» **TASKS TO CARRY OUT**
1: Write out the part of the clay shooting article that opens with the words containing "A very effective" and closes with "line and speed.".
2: In the clay shooting article, what are the different shooting methods compared to?
3: Carry on the clay shooting article from its last line.

» **EXCERPT**
* * *
Using the right method

There are different ways to shoot clays, and choosing the right one for each target is half the battle, says Steve Rawsthorne

If you want to become a better shot, you need to understand what each of these are, be able to shoot them confidently, and know when to use each of them. They are like a set of golf clubs, you need to use the right method for the target you are shooting at, so you might use the CPSA “Method” on the first of a pair but the second target might require you to use swing through or maintained lead.

 The CPSA “Method.”

A very effective way to shoot most types of targets and one which is fairly intuitive. If someone was cycling past you and you wanted to point at them, as you brought your arm up, it would already be moving with them and as the finger extends to point it will be right on them.  All we are doing when we add a gun is to move with the target as we mount and as the mount is completed, pull away from the target to obtain the necessary lead picture and follow through to finish the shot as always. By locking onto the target throughout the mount we will have its exact line and speed.

Maintained lead.
* * *
» **DATA EXCERPT**
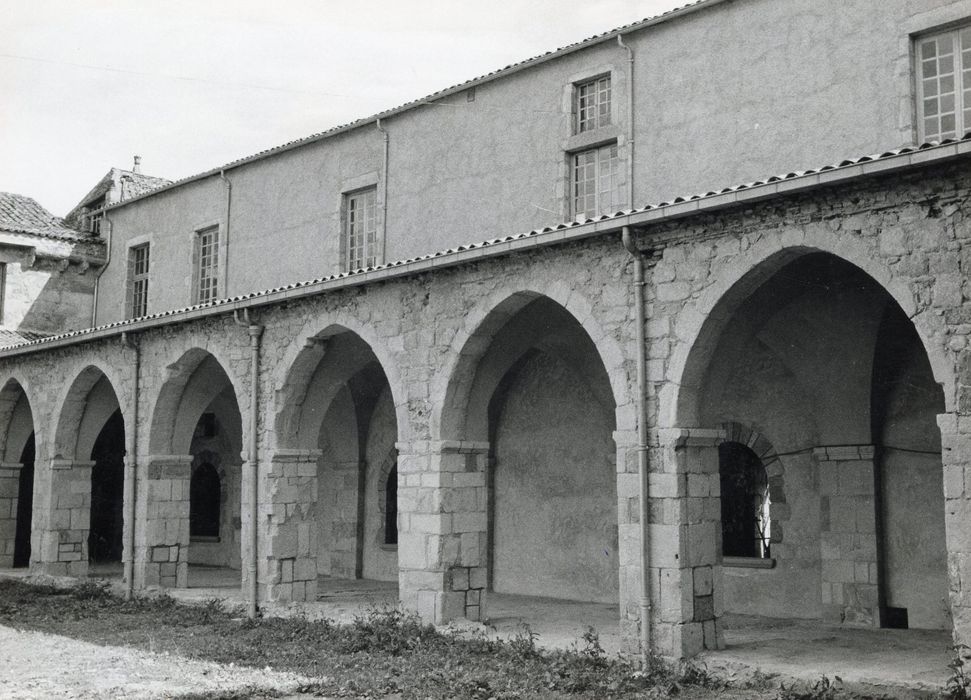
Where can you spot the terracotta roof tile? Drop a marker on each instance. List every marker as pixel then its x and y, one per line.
pixel 21 214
* * *
» **EXPECTED ANSWERS**
1:
A very effective way to shoot most types of targets and one which is fairly intuitive. If someone was cycling past you and you wanted to point at them, as you brought your arm up, it would already be moving with them and as the finger extends to point it will be right on them.  All we are doing when we add a gun is to move with the target as we mount and as the mount is completed, pull away from the target to obtain the necessary lead picture and follow through to finish the shot as always. By locking onto the target throughout the mount we will have its exact line and speed.

2: A set of golf clubs.

3:
This is my personal favourite method of shooting. The eyes stay focussed on the clay throughout the shot and the gun is held further out along the line of flight than you would with method or swing through. The gun never actually points at the target  but is always out in front during and after the shot.  Mount the muzzles some way in front of the clay, stabilise the lead, fire and follow through. This way of shooting minimises gun movement but you need to have a perfect gun mount and shoot a lot of targets so that you know when you see a target exactly how much lead to apply. The only way to build this “library of pictures” in the brain is to do a lot of shooting on different targets at different shoots.

Swing through.

Swing though tends to be a much maligned method of shooting. Often a shooter will mount with a “dead” gun, i.e. not moving with the clay, end up yards and yards behind it, chase like mad after it, swing wildly past it, stop, and pull the trigger – with highly variable results. Used correctly however, swing through can be an effective method. Throughout the mount the muzzles should be just behind the target, not more than a couple of feet or so, as the gun comes into the cheek and the shoulder the muzzles pass the target to apply lead, we shoot and follow through. In all of the three methods outlined, you will note the emphasis on the follow through. It is vital to finish the shot off properly.

In order to practise the three methods, set up a moderate crosser, about twenty yards out, and shoot it method for ten shots, have a break for a couple of minutes, then shoot it swing through, then break and afterwards shoot it maintained lead. As you change methods, note how the hold position, lead picture and break point changes. When you are hitting the target consistently,(90 per cent) with all the methods, move back ten yards to thirty yards, do the same again, then move to 40 yards and finally 50. Then move round to the other side and do the same with the target going in the opposite direction, left to right then right to left or vice versa.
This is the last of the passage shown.